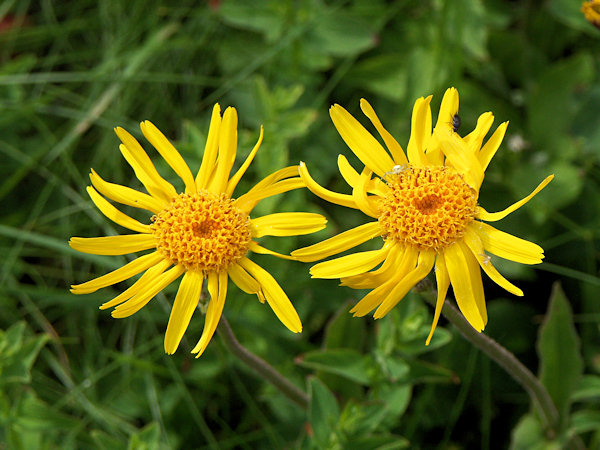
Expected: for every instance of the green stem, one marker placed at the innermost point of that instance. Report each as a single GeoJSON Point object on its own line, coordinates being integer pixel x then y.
{"type": "Point", "coordinates": [505, 359]}
{"type": "Point", "coordinates": [264, 369]}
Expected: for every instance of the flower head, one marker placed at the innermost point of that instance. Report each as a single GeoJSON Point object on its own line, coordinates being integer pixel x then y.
{"type": "Point", "coordinates": [591, 11]}
{"type": "Point", "coordinates": [201, 233]}
{"type": "Point", "coordinates": [425, 208]}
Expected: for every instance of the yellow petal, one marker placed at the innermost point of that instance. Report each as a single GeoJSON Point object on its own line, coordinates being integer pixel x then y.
{"type": "Point", "coordinates": [141, 299]}
{"type": "Point", "coordinates": [227, 151]}
{"type": "Point", "coordinates": [393, 266]}
{"type": "Point", "coordinates": [360, 141]}
{"type": "Point", "coordinates": [243, 279]}
{"type": "Point", "coordinates": [442, 280]}
{"type": "Point", "coordinates": [116, 276]}
{"type": "Point", "coordinates": [448, 108]}
{"type": "Point", "coordinates": [338, 243]}
{"type": "Point", "coordinates": [249, 200]}
{"type": "Point", "coordinates": [209, 158]}
{"type": "Point", "coordinates": [375, 297]}
{"type": "Point", "coordinates": [287, 224]}
{"type": "Point", "coordinates": [488, 151]}
{"type": "Point", "coordinates": [185, 303]}
{"type": "Point", "coordinates": [325, 194]}
{"type": "Point", "coordinates": [126, 195]}
{"type": "Point", "coordinates": [275, 296]}
{"type": "Point", "coordinates": [349, 265]}
{"type": "Point", "coordinates": [115, 215]}
{"type": "Point", "coordinates": [482, 214]}
{"type": "Point", "coordinates": [475, 137]}
{"type": "Point", "coordinates": [508, 246]}
{"type": "Point", "coordinates": [459, 157]}
{"type": "Point", "coordinates": [217, 288]}
{"type": "Point", "coordinates": [391, 143]}
{"type": "Point", "coordinates": [464, 287]}
{"type": "Point", "coordinates": [140, 285]}
{"type": "Point", "coordinates": [476, 246]}
{"type": "Point", "coordinates": [144, 170]}
{"type": "Point", "coordinates": [254, 247]}
{"type": "Point", "coordinates": [242, 170]}
{"type": "Point", "coordinates": [424, 266]}
{"type": "Point", "coordinates": [420, 133]}
{"type": "Point", "coordinates": [169, 154]}
{"type": "Point", "coordinates": [359, 194]}
{"type": "Point", "coordinates": [114, 245]}
{"type": "Point", "coordinates": [270, 185]}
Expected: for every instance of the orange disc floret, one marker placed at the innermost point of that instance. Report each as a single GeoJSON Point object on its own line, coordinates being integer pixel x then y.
{"type": "Point", "coordinates": [202, 231]}
{"type": "Point", "coordinates": [426, 207]}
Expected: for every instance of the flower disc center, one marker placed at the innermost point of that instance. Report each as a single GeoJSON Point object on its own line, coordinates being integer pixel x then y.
{"type": "Point", "coordinates": [427, 207]}
{"type": "Point", "coordinates": [202, 231]}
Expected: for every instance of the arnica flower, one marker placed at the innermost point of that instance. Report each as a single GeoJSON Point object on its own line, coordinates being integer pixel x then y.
{"type": "Point", "coordinates": [591, 11]}
{"type": "Point", "coordinates": [425, 208]}
{"type": "Point", "coordinates": [200, 233]}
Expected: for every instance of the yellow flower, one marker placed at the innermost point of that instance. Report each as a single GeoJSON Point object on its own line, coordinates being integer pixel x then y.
{"type": "Point", "coordinates": [200, 233]}
{"type": "Point", "coordinates": [426, 211]}
{"type": "Point", "coordinates": [591, 11]}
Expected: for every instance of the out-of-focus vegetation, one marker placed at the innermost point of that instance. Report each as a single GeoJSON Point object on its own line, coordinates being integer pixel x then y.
{"type": "Point", "coordinates": [73, 377]}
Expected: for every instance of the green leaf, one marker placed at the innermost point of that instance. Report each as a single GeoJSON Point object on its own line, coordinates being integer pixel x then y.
{"type": "Point", "coordinates": [345, 331]}
{"type": "Point", "coordinates": [528, 435]}
{"type": "Point", "coordinates": [148, 438]}
{"type": "Point", "coordinates": [584, 421]}
{"type": "Point", "coordinates": [345, 362]}
{"type": "Point", "coordinates": [587, 388]}
{"type": "Point", "coordinates": [323, 412]}
{"type": "Point", "coordinates": [561, 364]}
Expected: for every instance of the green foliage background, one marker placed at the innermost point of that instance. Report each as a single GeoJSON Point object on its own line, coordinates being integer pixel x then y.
{"type": "Point", "coordinates": [73, 377]}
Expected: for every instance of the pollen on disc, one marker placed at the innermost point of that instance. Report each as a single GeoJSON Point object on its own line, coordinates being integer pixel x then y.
{"type": "Point", "coordinates": [426, 207]}
{"type": "Point", "coordinates": [202, 231]}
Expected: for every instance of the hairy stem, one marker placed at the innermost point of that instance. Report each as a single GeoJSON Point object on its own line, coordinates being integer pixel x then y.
{"type": "Point", "coordinates": [264, 369]}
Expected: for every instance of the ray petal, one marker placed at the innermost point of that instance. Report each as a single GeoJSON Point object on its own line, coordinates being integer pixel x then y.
{"type": "Point", "coordinates": [227, 151]}
{"type": "Point", "coordinates": [275, 296]}
{"type": "Point", "coordinates": [140, 285]}
{"type": "Point", "coordinates": [235, 179]}
{"type": "Point", "coordinates": [169, 154]}
{"type": "Point", "coordinates": [424, 266]}
{"type": "Point", "coordinates": [256, 248]}
{"type": "Point", "coordinates": [464, 288]}
{"type": "Point", "coordinates": [476, 246]}
{"type": "Point", "coordinates": [325, 194]}
{"type": "Point", "coordinates": [126, 195]}
{"type": "Point", "coordinates": [243, 279]}
{"type": "Point", "coordinates": [360, 141]}
{"type": "Point", "coordinates": [420, 132]}
{"type": "Point", "coordinates": [115, 215]}
{"type": "Point", "coordinates": [186, 300]}
{"type": "Point", "coordinates": [209, 158]}
{"type": "Point", "coordinates": [488, 151]}
{"type": "Point", "coordinates": [482, 214]}
{"type": "Point", "coordinates": [442, 280]}
{"type": "Point", "coordinates": [508, 246]}
{"type": "Point", "coordinates": [116, 276]}
{"type": "Point", "coordinates": [287, 224]}
{"type": "Point", "coordinates": [391, 143]}
{"type": "Point", "coordinates": [141, 299]}
{"type": "Point", "coordinates": [145, 171]}
{"type": "Point", "coordinates": [359, 194]}
{"type": "Point", "coordinates": [113, 245]}
{"type": "Point", "coordinates": [338, 243]}
{"type": "Point", "coordinates": [349, 265]}
{"type": "Point", "coordinates": [217, 288]}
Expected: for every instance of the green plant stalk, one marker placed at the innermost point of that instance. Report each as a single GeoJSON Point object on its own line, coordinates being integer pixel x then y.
{"type": "Point", "coordinates": [509, 362]}
{"type": "Point", "coordinates": [260, 366]}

▶ [Aim of the exercise]:
Reproduce the material exactly; omit the pictures.

▶ [Task solution]:
Expected: for every instance of the green stem, one marker placed at the innermost point of that instance. Report each as a single GeoJSON Point object on its own line, coordinates being integer pixel x then y.
{"type": "Point", "coordinates": [505, 359]}
{"type": "Point", "coordinates": [264, 369]}
Expected: for every instance of the flower head, one marker placed at the innermost point of that instance. Report each as a single GeoJSON Point object on its own line, coordinates being integer pixel x then y.
{"type": "Point", "coordinates": [591, 11]}
{"type": "Point", "coordinates": [201, 233]}
{"type": "Point", "coordinates": [425, 208]}
Expected: for every instance of the yellow petal, one marker placed at the innermost point of that instance. Report each as a single GeoJSON Point object on its own line, coordinates being integer pixel x then y.
{"type": "Point", "coordinates": [141, 299]}
{"type": "Point", "coordinates": [227, 151]}
{"type": "Point", "coordinates": [393, 266]}
{"type": "Point", "coordinates": [360, 141]}
{"type": "Point", "coordinates": [243, 279]}
{"type": "Point", "coordinates": [442, 280]}
{"type": "Point", "coordinates": [116, 276]}
{"type": "Point", "coordinates": [448, 108]}
{"type": "Point", "coordinates": [338, 243]}
{"type": "Point", "coordinates": [249, 200]}
{"type": "Point", "coordinates": [209, 158]}
{"type": "Point", "coordinates": [375, 297]}
{"type": "Point", "coordinates": [287, 224]}
{"type": "Point", "coordinates": [488, 151]}
{"type": "Point", "coordinates": [185, 303]}
{"type": "Point", "coordinates": [325, 194]}
{"type": "Point", "coordinates": [126, 195]}
{"type": "Point", "coordinates": [275, 296]}
{"type": "Point", "coordinates": [349, 265]}
{"type": "Point", "coordinates": [115, 215]}
{"type": "Point", "coordinates": [482, 214]}
{"type": "Point", "coordinates": [475, 137]}
{"type": "Point", "coordinates": [508, 246]}
{"type": "Point", "coordinates": [459, 157]}
{"type": "Point", "coordinates": [217, 288]}
{"type": "Point", "coordinates": [391, 143]}
{"type": "Point", "coordinates": [464, 287]}
{"type": "Point", "coordinates": [140, 285]}
{"type": "Point", "coordinates": [476, 246]}
{"type": "Point", "coordinates": [144, 170]}
{"type": "Point", "coordinates": [254, 247]}
{"type": "Point", "coordinates": [242, 170]}
{"type": "Point", "coordinates": [424, 266]}
{"type": "Point", "coordinates": [420, 133]}
{"type": "Point", "coordinates": [169, 154]}
{"type": "Point", "coordinates": [359, 194]}
{"type": "Point", "coordinates": [114, 245]}
{"type": "Point", "coordinates": [270, 185]}
Expected: for every instance of the orange disc floret, one marker placed at the innermost point of that instance. Report each as a single GeoJSON Point object on its own line, coordinates being integer pixel x then y.
{"type": "Point", "coordinates": [202, 231]}
{"type": "Point", "coordinates": [426, 207]}
Expected: for every instance of the flower disc center, one marker placed at the innermost point of that instance. Report each as a single GeoJSON Point object on its own line, coordinates being integer pixel x then y.
{"type": "Point", "coordinates": [427, 207]}
{"type": "Point", "coordinates": [202, 231]}
Expected: for every instance of the arnica flower, one marker placed at the innermost point of that instance. Report each as a single GeoJSON Point object on its own line, coordinates being integer pixel x then y.
{"type": "Point", "coordinates": [591, 11]}
{"type": "Point", "coordinates": [425, 208]}
{"type": "Point", "coordinates": [200, 233]}
Expected: for every instance of the yellow flower, one marker placed at the innermost point of that instance. Report each as a single GeoJSON Point object on its own line, coordinates being integer pixel x then y.
{"type": "Point", "coordinates": [200, 233]}
{"type": "Point", "coordinates": [426, 211]}
{"type": "Point", "coordinates": [591, 11]}
Expected: for every instance of the out-of-focus vegetation, one marker placed at the innermost point of that instance. Report each as a single GeoJSON Point object on its own line, coordinates being integer pixel x then y.
{"type": "Point", "coordinates": [73, 377]}
Expected: for every instance of the green leaf, one marker placed at the innermost point of that instance. Report each as a single GeoJSON Point object on its own line, coordinates being integer pixel x then y.
{"type": "Point", "coordinates": [345, 331]}
{"type": "Point", "coordinates": [528, 435]}
{"type": "Point", "coordinates": [148, 438]}
{"type": "Point", "coordinates": [584, 421]}
{"type": "Point", "coordinates": [345, 362]}
{"type": "Point", "coordinates": [587, 388]}
{"type": "Point", "coordinates": [323, 412]}
{"type": "Point", "coordinates": [561, 364]}
Expected: for every instance of the green foliage background, one marker placed at the innermost point of that instance. Report each as a single GeoJSON Point object on its own line, coordinates being integer pixel x then y.
{"type": "Point", "coordinates": [73, 377]}
Expected: for every instance of the pollen on disc, one marker placed at the innermost point of that instance. Report each as a single GeoJSON Point object on its own line, coordinates being integer pixel x then y.
{"type": "Point", "coordinates": [426, 207]}
{"type": "Point", "coordinates": [202, 231]}
Expected: for every instance of the hairy stem, one marker placed at the innermost point of that instance. Report each as a single GeoJSON Point object on its own line, coordinates being integer pixel x then y.
{"type": "Point", "coordinates": [264, 369]}
Expected: for every instance of the ray petal, one marker placed at the innermost point of that instance. Report each as a single GeoJSON Point object on its own line, coordinates being integer pixel x then y.
{"type": "Point", "coordinates": [227, 151]}
{"type": "Point", "coordinates": [275, 296]}
{"type": "Point", "coordinates": [140, 285]}
{"type": "Point", "coordinates": [235, 179]}
{"type": "Point", "coordinates": [169, 154]}
{"type": "Point", "coordinates": [424, 266]}
{"type": "Point", "coordinates": [256, 248]}
{"type": "Point", "coordinates": [464, 288]}
{"type": "Point", "coordinates": [476, 246]}
{"type": "Point", "coordinates": [325, 194]}
{"type": "Point", "coordinates": [126, 195]}
{"type": "Point", "coordinates": [243, 279]}
{"type": "Point", "coordinates": [360, 141]}
{"type": "Point", "coordinates": [420, 132]}
{"type": "Point", "coordinates": [115, 215]}
{"type": "Point", "coordinates": [186, 300]}
{"type": "Point", "coordinates": [209, 158]}
{"type": "Point", "coordinates": [488, 151]}
{"type": "Point", "coordinates": [482, 214]}
{"type": "Point", "coordinates": [442, 280]}
{"type": "Point", "coordinates": [508, 246]}
{"type": "Point", "coordinates": [116, 276]}
{"type": "Point", "coordinates": [287, 224]}
{"type": "Point", "coordinates": [391, 143]}
{"type": "Point", "coordinates": [141, 299]}
{"type": "Point", "coordinates": [145, 171]}
{"type": "Point", "coordinates": [359, 194]}
{"type": "Point", "coordinates": [113, 245]}
{"type": "Point", "coordinates": [338, 243]}
{"type": "Point", "coordinates": [349, 265]}
{"type": "Point", "coordinates": [217, 288]}
Expected: for every instance of the green plant stalk, one marker placed at the innermost point of that instance. Report each as a single GeoJSON Point object on its own line, coordinates being integer pixel x then y.
{"type": "Point", "coordinates": [509, 362]}
{"type": "Point", "coordinates": [260, 366]}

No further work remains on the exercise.